- Exercise prompt: Once you have read the records below, restate them word for word.

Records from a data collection
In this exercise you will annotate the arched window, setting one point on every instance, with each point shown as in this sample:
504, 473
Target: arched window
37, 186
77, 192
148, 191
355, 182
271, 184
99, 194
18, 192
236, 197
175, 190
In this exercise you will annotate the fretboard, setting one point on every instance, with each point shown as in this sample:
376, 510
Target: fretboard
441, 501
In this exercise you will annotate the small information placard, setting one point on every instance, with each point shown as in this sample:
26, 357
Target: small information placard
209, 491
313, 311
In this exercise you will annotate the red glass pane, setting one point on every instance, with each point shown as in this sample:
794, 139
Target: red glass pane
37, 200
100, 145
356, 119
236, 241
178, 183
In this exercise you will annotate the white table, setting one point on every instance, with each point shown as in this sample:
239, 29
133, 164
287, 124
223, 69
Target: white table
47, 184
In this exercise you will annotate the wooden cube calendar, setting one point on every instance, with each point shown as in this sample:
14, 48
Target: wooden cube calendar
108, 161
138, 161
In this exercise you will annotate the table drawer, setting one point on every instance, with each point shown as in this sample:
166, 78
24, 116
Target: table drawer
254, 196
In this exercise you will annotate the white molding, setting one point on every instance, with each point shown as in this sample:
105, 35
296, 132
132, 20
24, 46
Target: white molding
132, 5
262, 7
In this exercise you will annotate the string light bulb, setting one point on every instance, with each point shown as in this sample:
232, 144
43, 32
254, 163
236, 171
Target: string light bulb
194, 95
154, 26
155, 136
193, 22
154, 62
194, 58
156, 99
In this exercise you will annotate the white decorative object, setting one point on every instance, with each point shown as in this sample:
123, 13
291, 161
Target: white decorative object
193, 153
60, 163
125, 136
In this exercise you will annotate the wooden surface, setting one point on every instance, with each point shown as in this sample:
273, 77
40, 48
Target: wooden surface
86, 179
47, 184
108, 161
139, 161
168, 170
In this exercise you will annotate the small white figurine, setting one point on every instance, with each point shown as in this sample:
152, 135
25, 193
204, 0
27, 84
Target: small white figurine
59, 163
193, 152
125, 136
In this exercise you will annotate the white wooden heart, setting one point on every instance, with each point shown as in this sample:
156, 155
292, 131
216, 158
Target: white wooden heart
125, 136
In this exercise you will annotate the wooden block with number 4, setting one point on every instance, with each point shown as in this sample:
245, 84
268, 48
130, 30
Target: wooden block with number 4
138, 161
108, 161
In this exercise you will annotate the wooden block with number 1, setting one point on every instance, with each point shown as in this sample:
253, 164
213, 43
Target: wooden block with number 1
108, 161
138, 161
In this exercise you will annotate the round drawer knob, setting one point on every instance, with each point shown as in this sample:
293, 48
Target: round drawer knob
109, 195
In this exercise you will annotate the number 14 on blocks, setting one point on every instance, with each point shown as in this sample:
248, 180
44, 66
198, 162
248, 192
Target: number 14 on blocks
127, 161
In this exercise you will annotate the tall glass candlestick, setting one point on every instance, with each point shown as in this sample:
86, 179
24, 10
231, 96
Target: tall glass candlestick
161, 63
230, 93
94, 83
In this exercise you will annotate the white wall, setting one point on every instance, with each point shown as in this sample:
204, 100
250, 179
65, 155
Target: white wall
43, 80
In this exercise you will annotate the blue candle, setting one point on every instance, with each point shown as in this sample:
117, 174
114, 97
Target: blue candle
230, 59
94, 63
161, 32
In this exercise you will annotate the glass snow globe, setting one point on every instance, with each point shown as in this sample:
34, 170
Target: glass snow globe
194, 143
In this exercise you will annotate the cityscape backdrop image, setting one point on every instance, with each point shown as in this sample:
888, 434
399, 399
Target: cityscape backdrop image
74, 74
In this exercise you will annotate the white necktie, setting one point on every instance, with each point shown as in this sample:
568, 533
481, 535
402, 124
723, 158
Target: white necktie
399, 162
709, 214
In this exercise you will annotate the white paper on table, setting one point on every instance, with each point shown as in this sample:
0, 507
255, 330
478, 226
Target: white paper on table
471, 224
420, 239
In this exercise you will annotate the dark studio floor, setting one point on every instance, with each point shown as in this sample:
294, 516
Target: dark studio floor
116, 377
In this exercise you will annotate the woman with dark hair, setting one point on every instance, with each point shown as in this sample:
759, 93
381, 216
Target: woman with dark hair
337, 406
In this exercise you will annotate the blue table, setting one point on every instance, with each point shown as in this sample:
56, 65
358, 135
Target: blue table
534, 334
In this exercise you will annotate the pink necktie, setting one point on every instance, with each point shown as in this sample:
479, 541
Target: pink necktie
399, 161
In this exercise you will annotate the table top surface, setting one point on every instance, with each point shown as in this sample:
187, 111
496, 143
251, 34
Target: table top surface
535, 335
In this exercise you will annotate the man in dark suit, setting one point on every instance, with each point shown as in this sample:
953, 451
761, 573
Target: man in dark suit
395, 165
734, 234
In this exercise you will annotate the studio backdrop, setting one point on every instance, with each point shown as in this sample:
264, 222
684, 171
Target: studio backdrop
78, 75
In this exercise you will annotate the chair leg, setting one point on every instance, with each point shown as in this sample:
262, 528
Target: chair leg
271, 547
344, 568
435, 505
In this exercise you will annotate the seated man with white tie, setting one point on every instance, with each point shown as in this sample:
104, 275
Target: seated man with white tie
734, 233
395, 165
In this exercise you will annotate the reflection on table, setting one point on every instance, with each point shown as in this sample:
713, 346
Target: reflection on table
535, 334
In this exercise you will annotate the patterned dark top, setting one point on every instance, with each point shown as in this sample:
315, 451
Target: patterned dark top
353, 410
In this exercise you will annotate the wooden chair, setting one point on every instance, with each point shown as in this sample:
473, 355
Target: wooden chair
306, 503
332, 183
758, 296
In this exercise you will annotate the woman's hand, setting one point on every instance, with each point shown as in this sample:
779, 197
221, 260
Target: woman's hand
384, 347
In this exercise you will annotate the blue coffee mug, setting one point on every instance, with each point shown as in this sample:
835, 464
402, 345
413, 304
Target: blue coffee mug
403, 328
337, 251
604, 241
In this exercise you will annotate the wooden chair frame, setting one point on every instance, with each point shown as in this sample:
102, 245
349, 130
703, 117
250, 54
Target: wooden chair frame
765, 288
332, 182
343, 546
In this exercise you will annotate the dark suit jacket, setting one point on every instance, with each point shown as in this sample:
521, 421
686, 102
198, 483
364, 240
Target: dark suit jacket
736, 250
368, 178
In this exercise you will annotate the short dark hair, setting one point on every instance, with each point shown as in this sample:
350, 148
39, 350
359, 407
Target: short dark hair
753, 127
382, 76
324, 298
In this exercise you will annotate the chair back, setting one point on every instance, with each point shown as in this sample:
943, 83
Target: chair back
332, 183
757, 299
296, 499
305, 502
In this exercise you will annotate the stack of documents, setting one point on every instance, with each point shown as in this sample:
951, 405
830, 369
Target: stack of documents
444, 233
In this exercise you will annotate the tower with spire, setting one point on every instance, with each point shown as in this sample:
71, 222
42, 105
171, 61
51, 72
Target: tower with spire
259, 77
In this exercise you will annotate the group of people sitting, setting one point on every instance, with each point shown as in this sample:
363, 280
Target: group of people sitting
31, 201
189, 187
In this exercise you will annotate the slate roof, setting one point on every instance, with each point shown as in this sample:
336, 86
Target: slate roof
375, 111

- Response:
In this exercise you will annotate the arched window, setting one point on every instance, with each point shown as in this sample:
504, 473
Target: arched window
37, 186
77, 192
148, 191
355, 182
271, 184
99, 194
18, 192
236, 197
175, 190
In this exercise you will annotate the fretboard, setting one point on every instance, with each point shown as in this sample:
376, 510
Target: fretboard
441, 501
In this exercise you will annotate the small information placard, setting one point on every instance, with each point shown as in this sample:
26, 357
Target: small information placard
209, 491
313, 311
In this exercise you will annotate the red glass pane, setting one point on every instance, with each point shown as in this sample:
794, 139
Target: red glass pane
37, 200
100, 145
356, 119
236, 241
178, 183
In this exercise you will annotate the white table, setting one point on every instance, with each point shown as in this sample:
239, 29
133, 164
287, 124
223, 69
Target: white table
47, 184
In this exercise you will annotate the wooden cube calendar, setting one point on every instance, with each point shown as in this sample:
14, 48
Target: wooden cube calendar
108, 161
138, 161
In this exercise you will annotate the table drawer, setting one point on every instance, with each point shown as in this sample:
166, 78
24, 116
Target: table drawer
254, 196
In this exercise you will annotate the white molding, setting one point on every instance, with each point shown as in this sample:
105, 35
296, 132
132, 20
24, 46
Target: white molding
132, 5
262, 7
In this exercise you will annotate the string light bulb, setting one point on every instance, with each point shown as in this sample:
232, 144
43, 32
254, 163
236, 171
Target: string light bulb
194, 95
154, 26
155, 136
193, 22
154, 62
194, 58
156, 99
In this exercise you will annotate the white decorative object, setting one point on every instance, with each point shown as in this sample:
123, 13
291, 161
Target: white decorative object
193, 153
60, 163
125, 136
In this exercise you will annotate the wooden surface, setting one point on every instance, with each point shown as in this sample:
273, 77
40, 48
Target: wooden surface
86, 179
47, 184
108, 161
139, 161
168, 170
In this exercise you will annotate the small white figurine, setting one point on every instance, with each point shown as in this sample:
152, 135
25, 193
204, 0
27, 84
Target: small white figurine
59, 163
193, 152
125, 136
In this exercise you will annotate the white wooden heart, setting one point on every instance, with each point shown as in this sample:
156, 155
292, 131
216, 158
Target: white wooden heart
125, 136
In this exercise you will annotate the wooden block with number 4, setting one point on every instance, with each point shown as in this sample:
245, 84
268, 48
130, 30
Target: wooden block with number 4
138, 161
108, 161
In this exercise you will annotate the wooden block with number 1, setting one point on every instance, with each point shown as in this sample:
253, 164
213, 43
Target: wooden block with number 1
108, 161
138, 161
In this exercise you will annotate the round drawer knob, setting one point on every instance, with each point shown as in this sample:
293, 48
Target: round drawer knob
109, 195
In this exercise you will annotate the number 14 on blocks, setting one point on every instance, with each point shown as in this sample:
248, 180
44, 66
198, 162
248, 192
Target: number 14 on blocks
127, 161
In this exercise you will annotate the tall glass candlestick, setting one point on every instance, with each point shown as in this sample:
86, 179
24, 10
231, 96
Target: tall glass candlestick
161, 63
230, 93
94, 83
In this exercise you will annotate the white wall, setting one point on every instance, with each point shown as in this sample:
204, 100
250, 179
65, 155
Target: white wall
43, 80
In this exercise you will annotate the blue candle, setting one point on every instance, with each point shown as in this sample:
117, 174
114, 97
Target: blue candle
230, 59
94, 63
161, 32
In this exercise you will annotate the glass snow globe, setting one point on every instance, with each point shown as in this sample:
34, 170
Target: glass snow globe
194, 143
In this exercise you will annotate the cityscape backdrop image, setting one point on every instance, with each point shown as in this sample:
888, 434
399, 399
Target: cityscape backdrop image
74, 74
In this exercise you will annotate the white necktie, setting one point on every instance, with each point shown as in this sample:
568, 533
481, 535
402, 124
723, 158
Target: white necktie
399, 162
709, 214
In this exercise you will annotate the white paper on table, setting one point on every instance, with each point shown as in this sample:
0, 507
255, 330
478, 226
Target: white paper on table
471, 224
420, 239
In this exercise you will annotate the dark studio floor, setting one point on every instance, with each point shown as in this sample:
294, 516
Target: dark studio floor
116, 377
In this exercise you will annotate the woman with dark hair, setting one point on every instance, with each point shown as in this sample:
759, 93
381, 216
Target: woman with dark hair
337, 406
In this exercise you will annotate the blue table, setting one point on every instance, with each point shown as in this sample:
56, 65
358, 135
Target: blue table
534, 334
In this exercise you will annotate the pink necktie, setting one point on every instance, with each point shown as in this sample:
479, 541
Target: pink necktie
399, 161
In this exercise you will annotate the table top surface, setting one point on every instance, with each point shown as in this sample:
187, 111
496, 143
251, 34
Target: table top surface
535, 335
In this exercise you will annotate the man in dark suit, setting one point on every instance, with each point shown as in this sample:
953, 451
761, 573
Target: man in dark suit
395, 165
734, 234
In this exercise you will annotate the studio backdrop, setting one point on every instance, with each point shown as in this sample:
264, 222
684, 171
Target: studio backdrop
78, 75
In this exercise you will annotate the chair leg, setting one point on every instance, with each point shown as in this sample:
262, 528
Target: chair leg
271, 547
344, 568
435, 505
In this exercise you will annotate the seated man with white tie, setting one point on every instance, with each point shown as in this sample:
104, 275
Target: seated man with white tie
734, 233
395, 165
In this exercise you will annotate the reflection on table, setting one point on every instance, with each point shown as in this sample:
713, 346
Target: reflection on table
535, 334
In this exercise you will annotate the patterned dark top, setting one point on every instance, with each point shown as in this sample:
315, 451
Target: patterned dark top
353, 410
In this exercise you will annotate the wooden chair, setting one point on every instance, with each point shown as in this sample:
473, 355
Target: wooden chair
306, 503
332, 183
758, 296
In this exercise you will annotate the woman's hand, setting one point on every instance, with each point shown as in this sample:
779, 197
221, 260
Target: woman's hand
384, 347
In this exercise you will annotate the blue coffee mug, setting one point on every instance, with each point shown as in this sample:
835, 464
402, 345
413, 304
Target: blue coffee mug
403, 328
337, 251
604, 241
In this exercise you will annotate the wooden chair frame, setting one point on every instance, with each point shown as in this sample:
102, 245
349, 130
703, 117
250, 54
Target: wooden chair frame
765, 288
332, 182
343, 546
In this exercise you will annotate the dark suit jacket, setting one point on every instance, with each point shown as in this sample:
521, 421
686, 102
198, 483
364, 240
Target: dark suit jacket
736, 250
368, 178
In this exercise you will annotate the short dark hair, setting one point on every instance, with each point shown as in this sample:
350, 148
39, 350
359, 407
Target: short dark hair
753, 127
382, 76
324, 298
In this exercise you will annotate the chair back, setting one point on every instance, with each point shown as in this sample:
943, 83
Target: chair back
332, 183
757, 299
296, 499
305, 502
In this exercise you will annotate the stack of documents, setting one point on every instance, with each point shown as in this sample:
951, 405
830, 369
Target: stack of documents
444, 233
In this exercise you will annotate the tower with spire, setting one point on every instance, with each point shown as in this sample:
71, 222
42, 105
171, 61
51, 72
Target: tower with spire
259, 77
In this exercise you will annotate the group of people sitting, setting one point on every instance, with each point shown as in this sample:
363, 280
Target: group of people sitting
31, 201
189, 187
In this exercise you will annotate the slate roof, setting one point on every instance, with each point shown as in this sample:
336, 86
Target: slate roof
375, 111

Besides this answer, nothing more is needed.